_WHAT YOU NEED TO DO_
Return only that part of the material below which starts with the line containing "the cream stucco wall" and goes on through the line containing "the shingle roof", restated exactly.

_RECORDS FOR THIS TASK_
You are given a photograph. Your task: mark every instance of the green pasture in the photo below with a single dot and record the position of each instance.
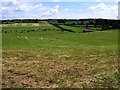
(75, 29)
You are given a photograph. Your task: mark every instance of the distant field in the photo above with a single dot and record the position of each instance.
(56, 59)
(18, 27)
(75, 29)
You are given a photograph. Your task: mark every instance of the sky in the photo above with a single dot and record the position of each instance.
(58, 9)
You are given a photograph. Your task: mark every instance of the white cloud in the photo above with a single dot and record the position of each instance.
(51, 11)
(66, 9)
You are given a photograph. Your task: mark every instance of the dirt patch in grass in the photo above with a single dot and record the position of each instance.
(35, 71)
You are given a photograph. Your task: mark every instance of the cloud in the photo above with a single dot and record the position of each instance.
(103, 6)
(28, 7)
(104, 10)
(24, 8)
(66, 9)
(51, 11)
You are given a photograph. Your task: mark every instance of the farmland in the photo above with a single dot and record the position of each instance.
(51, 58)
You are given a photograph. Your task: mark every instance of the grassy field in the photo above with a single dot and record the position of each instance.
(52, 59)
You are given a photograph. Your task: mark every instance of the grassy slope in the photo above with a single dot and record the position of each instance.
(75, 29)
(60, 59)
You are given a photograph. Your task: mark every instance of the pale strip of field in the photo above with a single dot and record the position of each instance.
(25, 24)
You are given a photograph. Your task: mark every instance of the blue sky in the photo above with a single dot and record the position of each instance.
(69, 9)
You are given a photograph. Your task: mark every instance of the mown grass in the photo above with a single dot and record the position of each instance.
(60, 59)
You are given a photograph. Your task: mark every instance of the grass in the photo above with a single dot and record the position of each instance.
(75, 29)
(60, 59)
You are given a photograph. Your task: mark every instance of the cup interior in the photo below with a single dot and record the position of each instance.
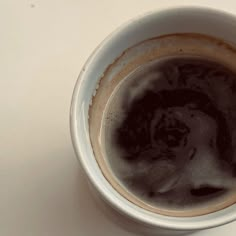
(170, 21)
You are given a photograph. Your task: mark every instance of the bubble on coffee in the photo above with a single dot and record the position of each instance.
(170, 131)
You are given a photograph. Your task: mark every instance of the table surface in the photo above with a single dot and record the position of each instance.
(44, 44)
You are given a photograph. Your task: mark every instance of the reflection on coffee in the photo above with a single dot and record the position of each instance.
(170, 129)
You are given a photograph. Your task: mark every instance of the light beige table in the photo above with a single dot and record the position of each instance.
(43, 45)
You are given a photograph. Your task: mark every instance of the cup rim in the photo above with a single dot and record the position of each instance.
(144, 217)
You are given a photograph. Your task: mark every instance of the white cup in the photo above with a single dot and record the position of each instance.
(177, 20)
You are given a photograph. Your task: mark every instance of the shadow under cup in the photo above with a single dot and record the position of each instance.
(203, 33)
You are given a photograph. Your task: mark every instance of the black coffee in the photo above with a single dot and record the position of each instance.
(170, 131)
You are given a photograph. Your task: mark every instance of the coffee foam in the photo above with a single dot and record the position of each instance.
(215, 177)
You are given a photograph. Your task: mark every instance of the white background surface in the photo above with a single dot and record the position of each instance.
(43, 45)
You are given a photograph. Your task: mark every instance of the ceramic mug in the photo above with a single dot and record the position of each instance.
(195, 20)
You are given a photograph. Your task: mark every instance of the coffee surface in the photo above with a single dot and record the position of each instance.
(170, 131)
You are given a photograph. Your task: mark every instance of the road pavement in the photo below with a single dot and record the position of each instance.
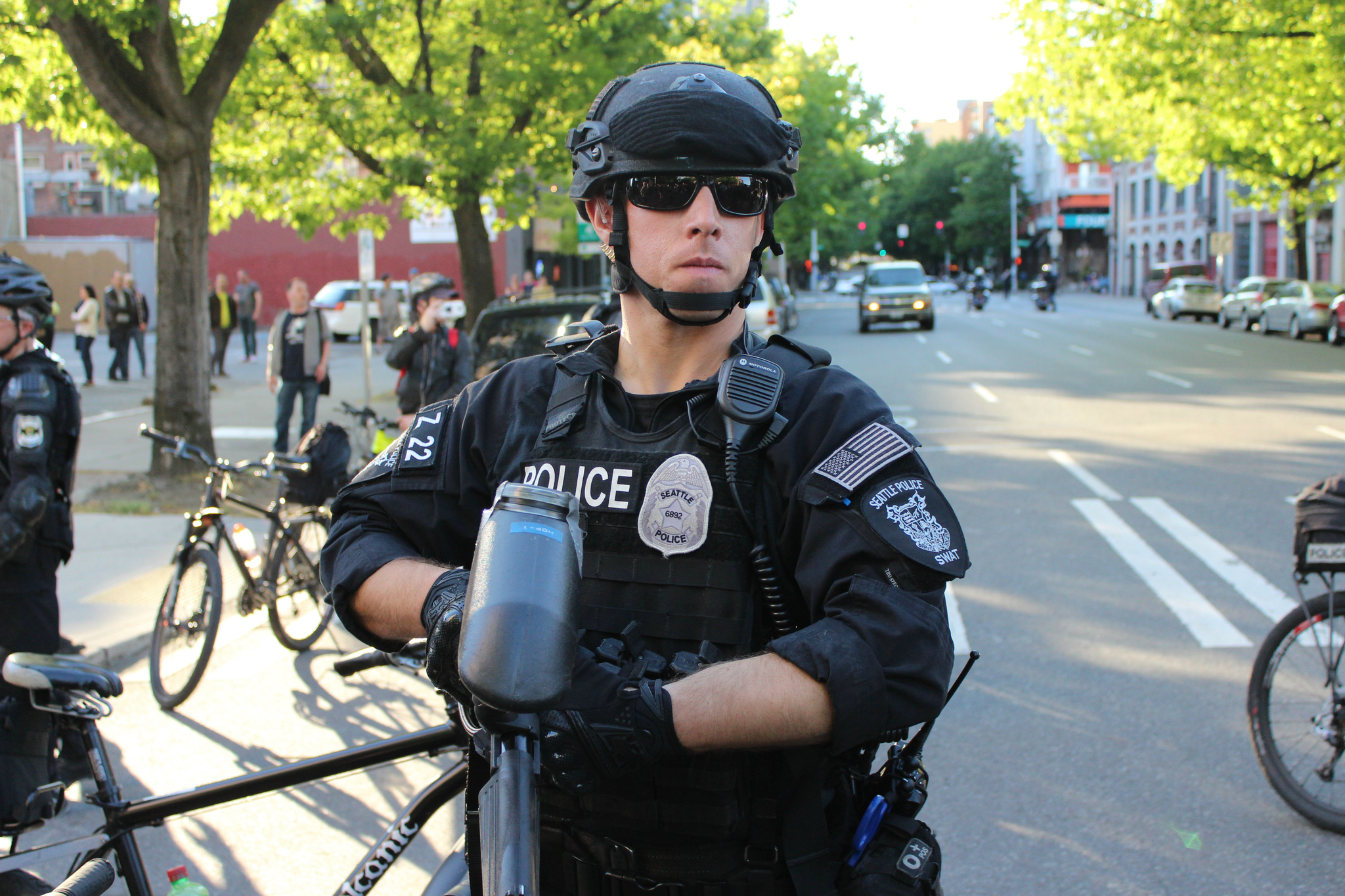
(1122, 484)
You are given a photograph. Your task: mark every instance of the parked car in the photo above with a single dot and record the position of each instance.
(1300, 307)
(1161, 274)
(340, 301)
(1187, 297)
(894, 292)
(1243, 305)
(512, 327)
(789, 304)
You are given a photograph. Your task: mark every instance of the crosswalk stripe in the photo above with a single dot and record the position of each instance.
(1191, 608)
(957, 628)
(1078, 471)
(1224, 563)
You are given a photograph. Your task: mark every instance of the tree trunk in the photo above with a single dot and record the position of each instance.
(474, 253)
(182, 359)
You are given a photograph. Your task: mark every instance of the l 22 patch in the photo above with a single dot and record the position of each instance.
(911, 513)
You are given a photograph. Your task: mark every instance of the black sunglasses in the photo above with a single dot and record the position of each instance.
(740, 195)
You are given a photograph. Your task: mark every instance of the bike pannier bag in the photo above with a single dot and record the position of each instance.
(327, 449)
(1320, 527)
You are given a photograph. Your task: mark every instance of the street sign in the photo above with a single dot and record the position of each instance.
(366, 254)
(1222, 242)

==

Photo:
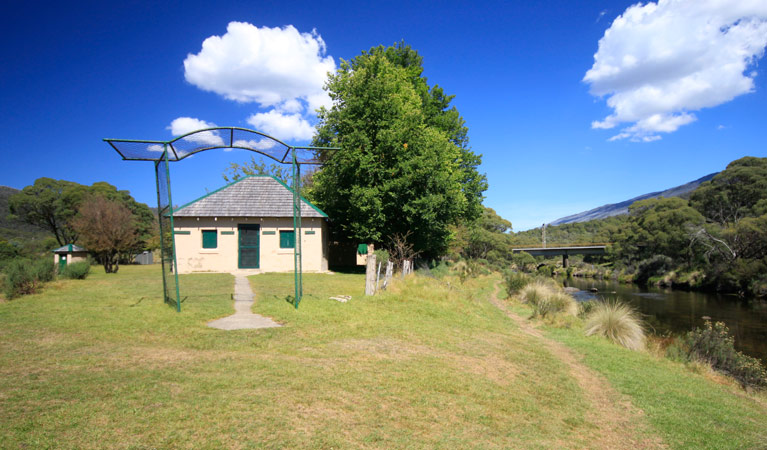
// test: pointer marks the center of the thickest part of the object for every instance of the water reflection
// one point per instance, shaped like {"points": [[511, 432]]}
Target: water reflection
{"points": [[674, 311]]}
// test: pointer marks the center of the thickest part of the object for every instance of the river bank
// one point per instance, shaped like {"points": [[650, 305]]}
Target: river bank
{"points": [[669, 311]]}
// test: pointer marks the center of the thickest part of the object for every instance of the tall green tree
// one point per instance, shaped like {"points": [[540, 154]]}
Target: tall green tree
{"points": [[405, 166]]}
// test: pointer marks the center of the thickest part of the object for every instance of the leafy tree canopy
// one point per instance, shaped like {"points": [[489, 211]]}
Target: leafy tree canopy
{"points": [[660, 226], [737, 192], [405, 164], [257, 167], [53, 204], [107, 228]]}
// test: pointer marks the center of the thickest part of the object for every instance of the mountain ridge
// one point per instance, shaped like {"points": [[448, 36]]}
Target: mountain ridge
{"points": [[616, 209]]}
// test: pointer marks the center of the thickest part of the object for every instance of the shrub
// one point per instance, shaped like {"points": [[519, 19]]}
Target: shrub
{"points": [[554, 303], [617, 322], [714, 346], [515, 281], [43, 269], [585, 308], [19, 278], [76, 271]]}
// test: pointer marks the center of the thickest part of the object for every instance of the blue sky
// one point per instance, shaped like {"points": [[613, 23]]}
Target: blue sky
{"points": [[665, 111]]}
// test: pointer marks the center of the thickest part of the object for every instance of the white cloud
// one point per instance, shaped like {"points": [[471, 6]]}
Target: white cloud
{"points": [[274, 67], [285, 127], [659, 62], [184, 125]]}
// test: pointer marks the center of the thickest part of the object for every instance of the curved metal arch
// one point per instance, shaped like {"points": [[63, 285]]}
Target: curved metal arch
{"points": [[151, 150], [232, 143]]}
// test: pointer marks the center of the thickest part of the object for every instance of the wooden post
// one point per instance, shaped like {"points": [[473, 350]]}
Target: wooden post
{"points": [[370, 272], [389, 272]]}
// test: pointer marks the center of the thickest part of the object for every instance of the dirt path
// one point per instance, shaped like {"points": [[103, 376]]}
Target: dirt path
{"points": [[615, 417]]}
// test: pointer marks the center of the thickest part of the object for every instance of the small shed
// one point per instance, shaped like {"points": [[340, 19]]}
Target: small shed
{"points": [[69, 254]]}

...

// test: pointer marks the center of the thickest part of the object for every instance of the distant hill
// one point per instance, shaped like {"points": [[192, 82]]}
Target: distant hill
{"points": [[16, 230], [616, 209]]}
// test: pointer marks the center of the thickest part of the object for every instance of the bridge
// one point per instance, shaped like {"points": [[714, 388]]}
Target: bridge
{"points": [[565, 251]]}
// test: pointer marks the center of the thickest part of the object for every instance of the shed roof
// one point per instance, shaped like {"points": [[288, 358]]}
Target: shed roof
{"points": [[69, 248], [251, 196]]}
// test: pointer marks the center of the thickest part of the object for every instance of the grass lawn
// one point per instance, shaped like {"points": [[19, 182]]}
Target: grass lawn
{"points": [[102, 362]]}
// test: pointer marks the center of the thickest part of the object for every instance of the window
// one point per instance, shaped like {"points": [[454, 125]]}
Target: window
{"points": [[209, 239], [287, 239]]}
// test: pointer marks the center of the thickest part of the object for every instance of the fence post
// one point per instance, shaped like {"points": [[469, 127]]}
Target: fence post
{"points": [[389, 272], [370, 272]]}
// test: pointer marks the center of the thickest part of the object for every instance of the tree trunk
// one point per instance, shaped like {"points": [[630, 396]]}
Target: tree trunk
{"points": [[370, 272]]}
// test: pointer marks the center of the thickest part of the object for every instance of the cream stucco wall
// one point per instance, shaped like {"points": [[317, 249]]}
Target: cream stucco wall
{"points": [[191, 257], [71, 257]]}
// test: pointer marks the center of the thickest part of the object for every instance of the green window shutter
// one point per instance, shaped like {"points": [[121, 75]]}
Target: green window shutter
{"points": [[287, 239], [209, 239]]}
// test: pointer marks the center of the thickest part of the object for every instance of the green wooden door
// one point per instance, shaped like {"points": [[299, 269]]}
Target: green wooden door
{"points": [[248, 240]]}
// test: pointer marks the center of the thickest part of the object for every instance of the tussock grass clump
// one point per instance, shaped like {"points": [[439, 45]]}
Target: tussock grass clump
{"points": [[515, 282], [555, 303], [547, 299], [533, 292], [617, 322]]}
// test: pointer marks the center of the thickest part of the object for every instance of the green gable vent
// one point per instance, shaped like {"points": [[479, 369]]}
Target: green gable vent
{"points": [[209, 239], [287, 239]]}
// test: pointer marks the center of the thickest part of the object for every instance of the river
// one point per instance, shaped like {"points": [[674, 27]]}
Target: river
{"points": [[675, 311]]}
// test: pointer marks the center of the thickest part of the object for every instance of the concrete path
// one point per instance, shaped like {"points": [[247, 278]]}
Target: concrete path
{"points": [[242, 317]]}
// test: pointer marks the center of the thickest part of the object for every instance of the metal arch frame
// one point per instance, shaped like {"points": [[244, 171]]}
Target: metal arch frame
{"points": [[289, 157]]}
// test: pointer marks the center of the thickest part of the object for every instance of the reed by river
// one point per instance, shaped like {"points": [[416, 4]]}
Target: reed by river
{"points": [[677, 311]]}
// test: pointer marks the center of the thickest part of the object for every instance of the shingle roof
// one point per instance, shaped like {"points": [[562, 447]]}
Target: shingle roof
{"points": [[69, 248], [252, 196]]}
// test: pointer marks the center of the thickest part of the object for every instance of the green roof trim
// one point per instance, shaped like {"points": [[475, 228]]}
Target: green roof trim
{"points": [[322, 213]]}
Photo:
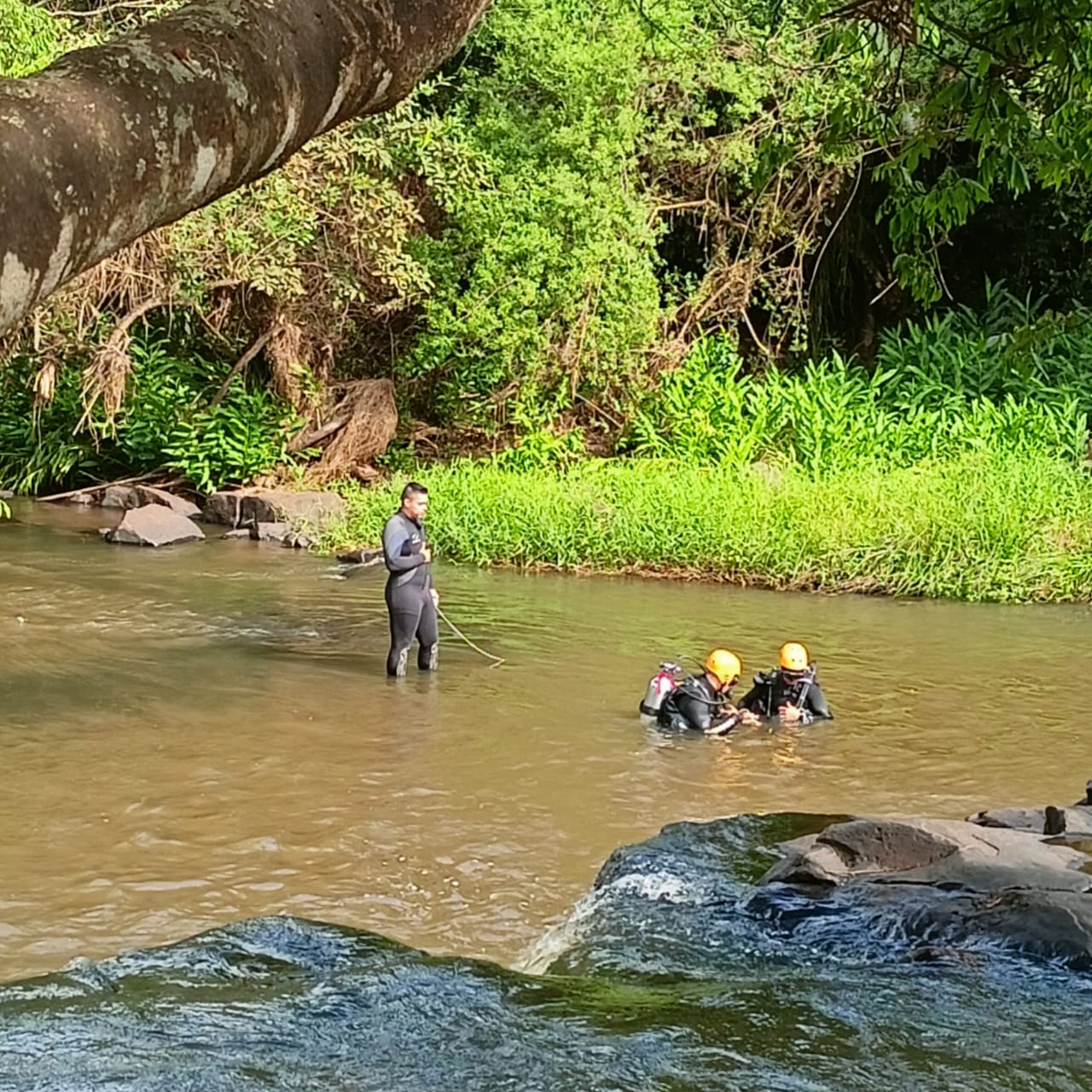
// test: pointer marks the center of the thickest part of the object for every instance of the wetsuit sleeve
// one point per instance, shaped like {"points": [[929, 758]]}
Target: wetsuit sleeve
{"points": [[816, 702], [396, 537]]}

_ANSWER TO THE PROBLEM_
// test: pointer marks the center of the thickest part of the object for every instance of the cream stucco wall
// one point per instance, shaped like {"points": [[317, 249]]}
Target: cream stucco wall
{"points": [[191, 257], [71, 257]]}
// test: pointer marks the center of the thickest part of the object for every instance of the green window shutter
// one point per instance, shaped like {"points": [[121, 75]]}
Target: green window shutter
{"points": [[287, 239], [209, 239]]}
// test: pointer marks the center of the thickest part of the object for every instance of the green wooden door
// one point per instance, shaped like {"points": [[299, 269]]}
Target: green wooden door
{"points": [[248, 240]]}
// test: pointer marks the center of the thickest part of the object for every instance of the tussock grass clump
// one point per instance, shaped like {"points": [[439, 45]]}
Target: tussock grass clump
{"points": [[515, 282], [555, 303], [547, 299], [533, 292], [617, 322]]}
// test: pointer marks the center of the thickest part of the object for every instance of the green gable vent
// one point per instance, shaped like {"points": [[479, 369]]}
Target: green gable vent
{"points": [[209, 239], [287, 239]]}
// test: pointer marks the center of the thickest part of the object for every instance of the river
// one point per instance, shaped like {"points": [[674, 27]]}
Target: river
{"points": [[675, 311]]}
// test: pointer marks the center of the thickest part of the object for every instance of the concrete path
// one point per instance, shaped like {"points": [[247, 278]]}
Target: concrete path
{"points": [[242, 317]]}
// test: pointer marks the center of the thickest part of the object for every instance of the metal arch frame
// one point per instance, shaped like {"points": [[244, 171]]}
Target: metal arch frame
{"points": [[289, 157]]}
// test: pointer marks the center of the thickest part of the object for every instance of the reed by river
// one point per instance, shaped like {"points": [[416, 4]]}
Target: reed by river
{"points": [[677, 311]]}
// test: pointer marks the center of the thickest part of the object for every instance of the shingle roof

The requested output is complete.